▶ PROBLEMS TO WORK ON
[1] Return the part of the statement on the 12 September coup anniversary that begins at the words "On the anniversary" and stops after "that have passed.", copied word for word.
[2] Carry the statement on the 12 September coup anniversary further, picking up after its last sentence.

On the anniversary of the 12 September military coup, the shirt of nation and belief based on monism is being tried to be put on diversities, local democracy is being denied through an over-centralised state formation, the field of democratic politics is being poisoned with fascist delusions and subjects, all kinds of tyranny against women is being put into practice through the male-dominated ideology, ecological destruction is deepening day by day through an obedience to capitalism and capital at the level of faith, and hunger runs rampant throughout the country. In other words, the political design of 12 September still hangs over the peoples of Turkey and Kurdistan like a nightmare in the forty-four years that have passed.

All kinds of democratic rights struggles, especially a democratic solution to the Kurdish question, and objections against the state in defence of society, nature and life, are being tried to be disrupted. The AKP-MHP fascism, the heir of 12 September, is expanding its areas of domination and developing comprehensive attacks against society's windpipes. The military attacks that deepen the deadlock in the Kurdish question and spill over the borders, the suppression of the demands for democracy by means of force, the oppression of the civilian sphere by all kinds of lawlessness, the systematic and ideological attacks on women, the deprivation of future for the youth, the injustice in the distribution of income, the horrible levels of income inequality and the desire to transfer the burden of the economic crisis to the workers and the poor have become the summary of the current picture in Turkey.

▶ RECORD EXTRACTS
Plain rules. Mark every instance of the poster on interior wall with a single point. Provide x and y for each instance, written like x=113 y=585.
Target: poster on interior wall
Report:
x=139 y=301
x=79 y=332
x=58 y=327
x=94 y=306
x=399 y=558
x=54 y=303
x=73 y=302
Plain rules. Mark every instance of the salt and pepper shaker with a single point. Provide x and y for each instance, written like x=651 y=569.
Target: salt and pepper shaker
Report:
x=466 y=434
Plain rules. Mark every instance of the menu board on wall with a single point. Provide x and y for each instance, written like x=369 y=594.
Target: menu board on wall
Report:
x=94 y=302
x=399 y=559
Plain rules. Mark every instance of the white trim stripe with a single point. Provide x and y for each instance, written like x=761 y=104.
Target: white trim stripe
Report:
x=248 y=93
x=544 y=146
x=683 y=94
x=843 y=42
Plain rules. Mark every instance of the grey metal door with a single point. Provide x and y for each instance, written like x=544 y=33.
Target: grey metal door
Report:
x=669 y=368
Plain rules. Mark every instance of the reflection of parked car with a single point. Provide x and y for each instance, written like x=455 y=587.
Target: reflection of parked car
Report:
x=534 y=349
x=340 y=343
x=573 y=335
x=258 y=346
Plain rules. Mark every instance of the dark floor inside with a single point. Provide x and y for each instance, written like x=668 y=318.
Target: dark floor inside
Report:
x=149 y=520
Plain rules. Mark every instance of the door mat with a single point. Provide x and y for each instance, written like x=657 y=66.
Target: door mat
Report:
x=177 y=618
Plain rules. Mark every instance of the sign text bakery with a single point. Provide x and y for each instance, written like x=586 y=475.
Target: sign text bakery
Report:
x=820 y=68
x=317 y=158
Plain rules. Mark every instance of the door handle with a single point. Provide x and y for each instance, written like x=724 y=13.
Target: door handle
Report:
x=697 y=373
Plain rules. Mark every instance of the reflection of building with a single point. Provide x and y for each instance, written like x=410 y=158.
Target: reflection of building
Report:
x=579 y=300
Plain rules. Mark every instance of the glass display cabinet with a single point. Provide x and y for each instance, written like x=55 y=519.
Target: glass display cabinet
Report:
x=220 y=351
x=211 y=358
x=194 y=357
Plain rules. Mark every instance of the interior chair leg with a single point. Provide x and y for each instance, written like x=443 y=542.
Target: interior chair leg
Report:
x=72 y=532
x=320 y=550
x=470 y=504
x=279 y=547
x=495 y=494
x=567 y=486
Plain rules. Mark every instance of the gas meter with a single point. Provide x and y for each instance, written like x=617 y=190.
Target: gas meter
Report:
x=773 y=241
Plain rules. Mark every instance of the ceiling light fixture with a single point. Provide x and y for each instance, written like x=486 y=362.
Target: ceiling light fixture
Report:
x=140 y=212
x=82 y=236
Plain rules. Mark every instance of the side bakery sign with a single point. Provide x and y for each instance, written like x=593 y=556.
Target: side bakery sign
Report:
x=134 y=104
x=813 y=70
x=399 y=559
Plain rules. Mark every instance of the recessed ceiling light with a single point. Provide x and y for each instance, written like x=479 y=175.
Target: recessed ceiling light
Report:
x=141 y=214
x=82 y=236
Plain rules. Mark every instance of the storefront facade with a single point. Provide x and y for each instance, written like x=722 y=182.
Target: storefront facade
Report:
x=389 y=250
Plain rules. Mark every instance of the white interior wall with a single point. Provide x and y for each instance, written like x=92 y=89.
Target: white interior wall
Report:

▶ PER-TASK ANSWERS
[1]
On the anniversary of the 12 September military coup, the shirt of nation and belief based on monism is being tried to be put on diversities, local democracy is being denied through an over-centralised state formation, the field of democratic politics is being poisoned with fascist delusions and subjects, all kinds of tyranny against women is being put into practice through the male-dominated ideology, ecological destruction is deepening day by day through an obedience to capitalism and capital at the level of faith, and hunger runs rampant throughout the country. In other words, the political design of 12 September still hangs over the peoples of Turkey and Kurdistan like a nightmare in the forty-four years that have passed.

[2]
In Turkey, almost everyone shares a common fate under the regime's oppression, whether they demand recognition for their identity, want to protect nature or struggle for a future. We, who are the addressees of the multifaceted attacks of the AKP-MHP fascism, share a common destiny with our identities, beliefs, lives and nature. The way to say no to this common fate drawn by the rulers and to build a new life is to increase the common struggle.

The strategy of depriving the society of breath and shattering the opposition groups, which was initiated with the absolute isolation of Mr Abdullah Öcalan and the state of incommunicado, has brought nothing but violence, death, hunger and instability to the peoples of Turkey since 2015. The Kurdish question, which has been driven into a deadlock by absolute isolation, has become the cause of multiple crises in Turkey. On the other hand, with the policy of absolute isolation and non-communication, even the crumbs of democracy were wanted to be swept away, deep poverty spread to wide social segments, and no space was left for the search for rights.

At the stage we have reached, the AKP-MHP alliance's strategy of suffocating the society and shattering the social opposition is no longer holding together thanks to the stubborn and strong resistance of peoples, beliefs, women and different social segments. The AKP-MHP alliance has largely lost its social support. Despite the law enforcement and judicial power at its disposal, a large media apparatus and all kinds of material resources, the AKP-MHP alliance has decayed.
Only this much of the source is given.